- Challenge
Return the records below from the line containing "Each instance receives exactly one keypoint. Tag the fireplace" onward, exactly, through and including the last line.

- Material for this task
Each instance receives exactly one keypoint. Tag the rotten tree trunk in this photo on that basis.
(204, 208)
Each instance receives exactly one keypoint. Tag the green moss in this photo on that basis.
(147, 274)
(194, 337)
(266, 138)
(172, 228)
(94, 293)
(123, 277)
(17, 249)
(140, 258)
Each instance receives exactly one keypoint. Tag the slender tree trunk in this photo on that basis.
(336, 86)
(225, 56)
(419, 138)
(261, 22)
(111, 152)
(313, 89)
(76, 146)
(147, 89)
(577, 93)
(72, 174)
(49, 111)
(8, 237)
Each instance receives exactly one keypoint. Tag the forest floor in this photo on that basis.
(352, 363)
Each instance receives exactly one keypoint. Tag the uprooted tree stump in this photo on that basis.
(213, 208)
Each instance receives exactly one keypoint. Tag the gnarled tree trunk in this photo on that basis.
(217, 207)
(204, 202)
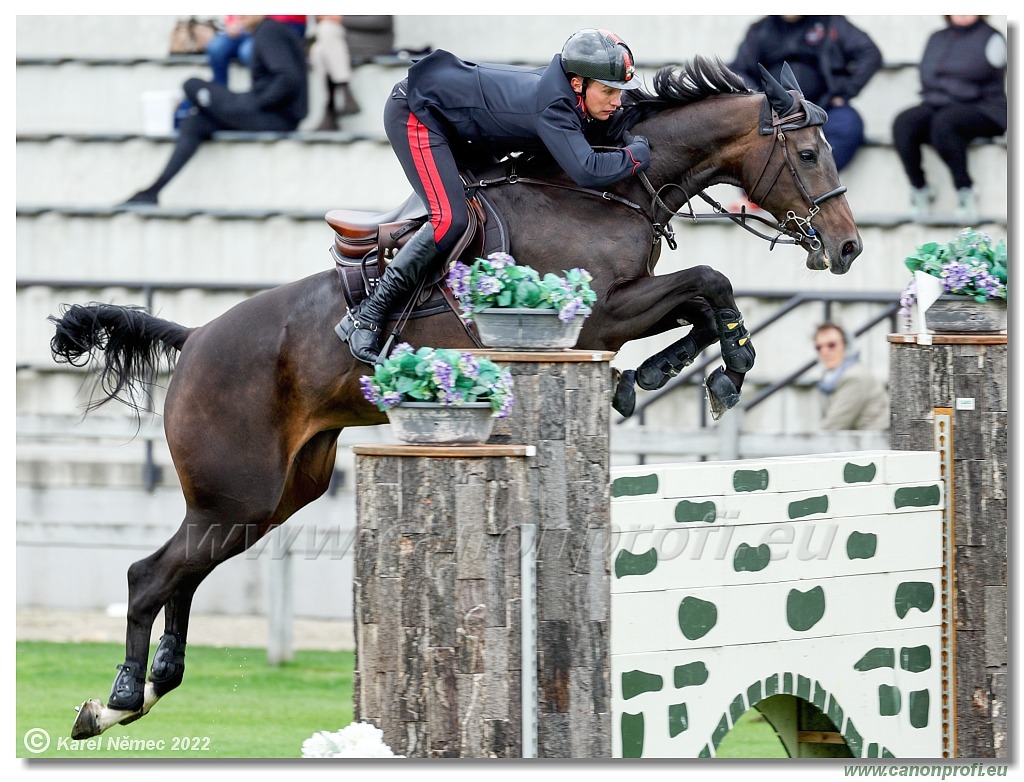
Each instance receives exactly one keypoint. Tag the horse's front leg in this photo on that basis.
(702, 297)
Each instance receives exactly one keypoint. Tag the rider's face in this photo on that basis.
(601, 100)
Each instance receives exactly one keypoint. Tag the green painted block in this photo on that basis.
(859, 473)
(918, 496)
(696, 617)
(835, 712)
(915, 658)
(678, 719)
(720, 730)
(920, 595)
(638, 682)
(736, 708)
(750, 480)
(805, 609)
(890, 700)
(690, 675)
(751, 559)
(803, 687)
(687, 511)
(918, 707)
(853, 738)
(879, 657)
(628, 563)
(631, 728)
(861, 545)
(754, 693)
(812, 505)
(820, 696)
(634, 485)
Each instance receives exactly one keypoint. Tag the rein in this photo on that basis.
(660, 231)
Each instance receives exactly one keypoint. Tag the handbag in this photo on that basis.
(190, 36)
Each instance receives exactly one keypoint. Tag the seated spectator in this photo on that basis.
(851, 397)
(332, 64)
(235, 43)
(368, 37)
(963, 88)
(832, 58)
(278, 100)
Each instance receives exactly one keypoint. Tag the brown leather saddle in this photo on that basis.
(366, 242)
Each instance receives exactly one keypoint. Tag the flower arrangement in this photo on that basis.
(499, 281)
(970, 265)
(437, 375)
(355, 740)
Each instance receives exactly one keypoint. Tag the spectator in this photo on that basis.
(278, 100)
(332, 64)
(235, 42)
(851, 397)
(963, 86)
(832, 58)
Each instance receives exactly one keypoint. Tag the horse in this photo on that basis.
(259, 394)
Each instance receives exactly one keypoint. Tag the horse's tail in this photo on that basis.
(133, 342)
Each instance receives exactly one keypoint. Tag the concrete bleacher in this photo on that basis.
(249, 210)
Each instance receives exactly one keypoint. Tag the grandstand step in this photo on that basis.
(323, 171)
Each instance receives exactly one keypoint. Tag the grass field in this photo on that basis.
(231, 705)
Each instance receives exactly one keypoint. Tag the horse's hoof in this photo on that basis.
(624, 400)
(722, 393)
(87, 723)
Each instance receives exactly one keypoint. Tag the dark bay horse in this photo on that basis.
(259, 394)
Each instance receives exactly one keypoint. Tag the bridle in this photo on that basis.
(802, 231)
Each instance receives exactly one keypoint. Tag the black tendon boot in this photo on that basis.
(656, 371)
(363, 328)
(737, 350)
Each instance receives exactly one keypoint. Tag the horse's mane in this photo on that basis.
(687, 83)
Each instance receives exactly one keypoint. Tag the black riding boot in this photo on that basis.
(363, 328)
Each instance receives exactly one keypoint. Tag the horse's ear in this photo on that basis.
(788, 79)
(781, 101)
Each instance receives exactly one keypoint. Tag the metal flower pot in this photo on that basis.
(434, 424)
(515, 329)
(955, 313)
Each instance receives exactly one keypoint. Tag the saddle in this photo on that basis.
(365, 243)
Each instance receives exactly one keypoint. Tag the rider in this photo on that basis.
(487, 111)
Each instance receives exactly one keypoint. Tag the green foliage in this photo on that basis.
(498, 281)
(971, 264)
(437, 375)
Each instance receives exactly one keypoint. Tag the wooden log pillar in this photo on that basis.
(964, 379)
(438, 558)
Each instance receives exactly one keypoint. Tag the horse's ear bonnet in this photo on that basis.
(785, 100)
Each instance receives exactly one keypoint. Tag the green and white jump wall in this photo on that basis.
(522, 599)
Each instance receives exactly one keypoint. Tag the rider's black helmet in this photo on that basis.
(602, 56)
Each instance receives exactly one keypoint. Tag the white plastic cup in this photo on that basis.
(158, 112)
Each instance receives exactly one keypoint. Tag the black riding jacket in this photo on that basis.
(509, 109)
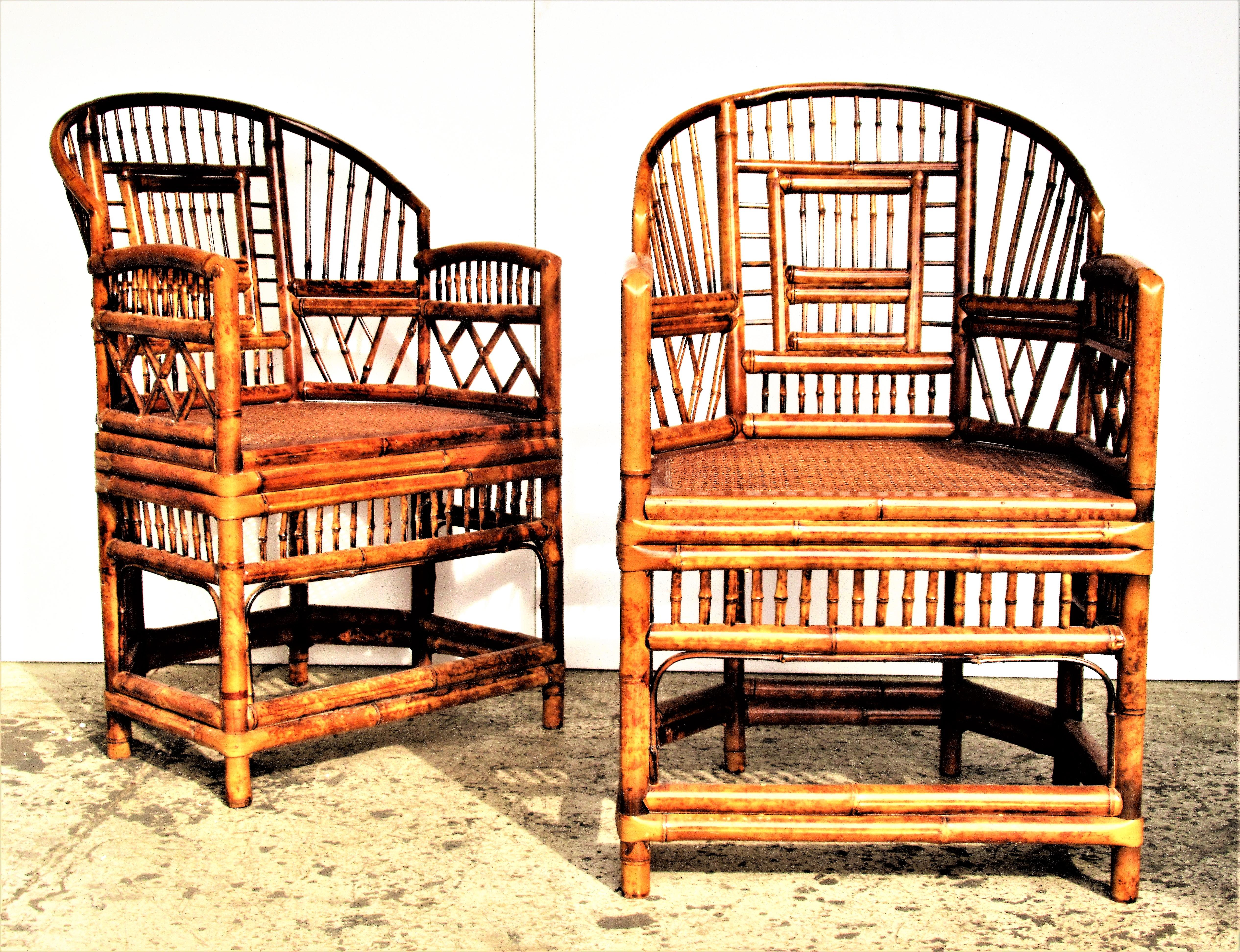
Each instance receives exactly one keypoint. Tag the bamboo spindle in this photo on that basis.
(299, 649)
(735, 680)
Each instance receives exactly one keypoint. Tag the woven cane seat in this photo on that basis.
(870, 469)
(266, 426)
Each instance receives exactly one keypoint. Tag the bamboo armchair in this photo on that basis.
(868, 431)
(293, 386)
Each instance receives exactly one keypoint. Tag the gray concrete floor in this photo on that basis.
(474, 829)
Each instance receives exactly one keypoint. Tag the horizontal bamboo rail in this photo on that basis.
(1032, 309)
(432, 677)
(701, 558)
(892, 829)
(165, 696)
(397, 444)
(309, 498)
(721, 304)
(825, 343)
(872, 799)
(406, 553)
(821, 294)
(845, 364)
(844, 691)
(165, 329)
(845, 185)
(773, 713)
(693, 713)
(485, 313)
(304, 288)
(827, 640)
(421, 393)
(839, 426)
(797, 532)
(933, 509)
(826, 168)
(842, 278)
(437, 628)
(163, 563)
(691, 325)
(474, 455)
(158, 428)
(364, 716)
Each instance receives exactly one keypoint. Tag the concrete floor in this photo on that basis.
(474, 829)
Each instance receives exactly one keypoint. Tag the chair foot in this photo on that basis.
(237, 781)
(554, 707)
(1125, 874)
(635, 871)
(120, 734)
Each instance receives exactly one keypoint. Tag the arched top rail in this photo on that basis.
(162, 127)
(952, 102)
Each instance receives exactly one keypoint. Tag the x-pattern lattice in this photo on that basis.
(1038, 368)
(484, 351)
(699, 357)
(1105, 376)
(160, 374)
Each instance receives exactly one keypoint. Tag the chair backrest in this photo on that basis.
(888, 231)
(232, 179)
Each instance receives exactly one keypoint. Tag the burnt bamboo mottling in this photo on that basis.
(885, 393)
(294, 386)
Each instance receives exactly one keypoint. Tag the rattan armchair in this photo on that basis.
(293, 386)
(883, 400)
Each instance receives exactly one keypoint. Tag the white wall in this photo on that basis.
(1144, 94)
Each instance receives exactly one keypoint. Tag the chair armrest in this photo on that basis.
(1126, 302)
(508, 303)
(1119, 270)
(209, 264)
(160, 313)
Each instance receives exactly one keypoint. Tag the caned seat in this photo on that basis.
(294, 386)
(283, 426)
(885, 400)
(840, 473)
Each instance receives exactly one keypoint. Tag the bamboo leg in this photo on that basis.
(1130, 727)
(634, 725)
(120, 729)
(234, 656)
(950, 734)
(299, 649)
(735, 677)
(422, 604)
(1071, 678)
(1069, 706)
(554, 602)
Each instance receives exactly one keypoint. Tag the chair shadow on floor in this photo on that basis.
(560, 786)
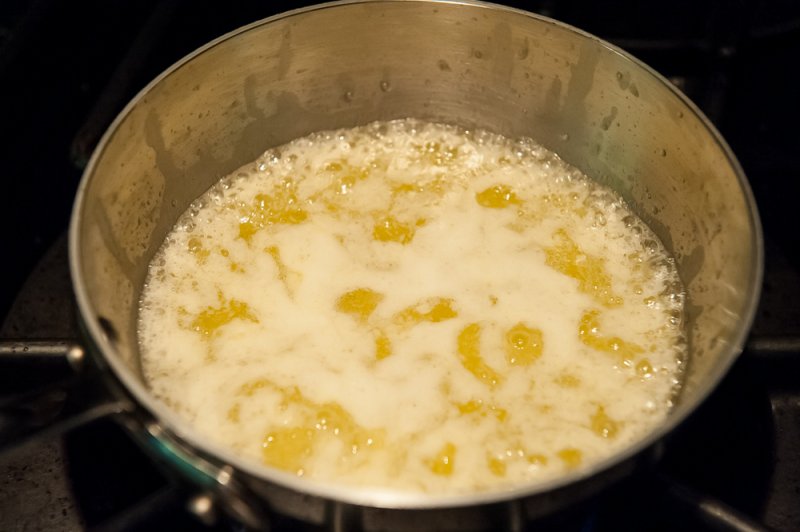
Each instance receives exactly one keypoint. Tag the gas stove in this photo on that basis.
(68, 69)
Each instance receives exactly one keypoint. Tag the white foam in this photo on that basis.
(273, 367)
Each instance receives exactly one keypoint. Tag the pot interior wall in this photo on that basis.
(499, 69)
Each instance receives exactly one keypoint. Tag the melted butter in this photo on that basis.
(602, 425)
(433, 310)
(469, 350)
(571, 457)
(567, 258)
(291, 447)
(290, 279)
(497, 197)
(383, 345)
(360, 303)
(523, 345)
(389, 229)
(196, 248)
(211, 319)
(443, 462)
(280, 207)
(481, 408)
(441, 360)
(496, 465)
(589, 332)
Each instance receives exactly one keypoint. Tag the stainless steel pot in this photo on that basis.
(345, 64)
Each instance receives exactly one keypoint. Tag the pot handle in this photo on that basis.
(67, 400)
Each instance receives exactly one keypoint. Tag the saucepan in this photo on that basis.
(350, 63)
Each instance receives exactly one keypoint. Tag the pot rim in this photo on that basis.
(382, 498)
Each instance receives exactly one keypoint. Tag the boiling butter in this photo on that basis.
(414, 306)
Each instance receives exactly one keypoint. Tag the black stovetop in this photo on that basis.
(68, 68)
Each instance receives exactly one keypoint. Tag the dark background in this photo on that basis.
(737, 59)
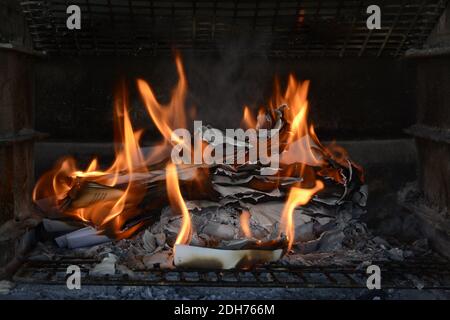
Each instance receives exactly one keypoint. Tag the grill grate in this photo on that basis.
(325, 28)
(430, 275)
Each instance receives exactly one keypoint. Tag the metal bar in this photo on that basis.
(411, 25)
(391, 29)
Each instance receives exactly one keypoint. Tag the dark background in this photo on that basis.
(349, 98)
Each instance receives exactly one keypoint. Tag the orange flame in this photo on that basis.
(245, 223)
(171, 116)
(297, 197)
(178, 204)
(248, 121)
(109, 207)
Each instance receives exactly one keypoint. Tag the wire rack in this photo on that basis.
(324, 28)
(407, 275)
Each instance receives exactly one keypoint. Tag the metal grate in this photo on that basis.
(410, 274)
(326, 28)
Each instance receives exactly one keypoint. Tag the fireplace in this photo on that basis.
(121, 161)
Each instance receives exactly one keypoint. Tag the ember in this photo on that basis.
(224, 212)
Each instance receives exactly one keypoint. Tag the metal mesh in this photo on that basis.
(327, 28)
(409, 274)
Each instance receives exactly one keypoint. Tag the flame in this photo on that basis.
(178, 204)
(245, 223)
(112, 205)
(297, 197)
(248, 121)
(171, 116)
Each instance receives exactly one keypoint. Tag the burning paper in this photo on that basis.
(257, 200)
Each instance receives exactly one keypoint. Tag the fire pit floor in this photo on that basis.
(409, 274)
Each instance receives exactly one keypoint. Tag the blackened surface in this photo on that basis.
(350, 98)
(434, 92)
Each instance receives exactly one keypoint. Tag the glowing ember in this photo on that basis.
(245, 224)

- Written reply
Each instance receives exactly one keypoint. Tag the fireplace in this photo on that basis.
(121, 161)
Each instance receives exactly one keypoint. Tag the ember in this photo on that basis.
(224, 212)
Each instance receives exactly one keypoint. Tag the metal mesh in this photo on that basis.
(327, 28)
(409, 274)
Each instance receives exactly one keypoint. Tag the flame in this photo on that basis.
(178, 204)
(245, 223)
(112, 205)
(297, 197)
(248, 121)
(171, 116)
Each instance receives exactly one keypoint. Tag the burning paper in this photo on that basis.
(257, 200)
Each instance receives exactly one keypoint. Tag the fire pit floor in this photo on that basis.
(409, 274)
Each instance receives exactly one keypoint. Tag the blackened surface in this photo on that basis.
(350, 98)
(434, 92)
Each instance receives exactly one keypoint. Tag the glowing ember in this photo on that basis.
(245, 224)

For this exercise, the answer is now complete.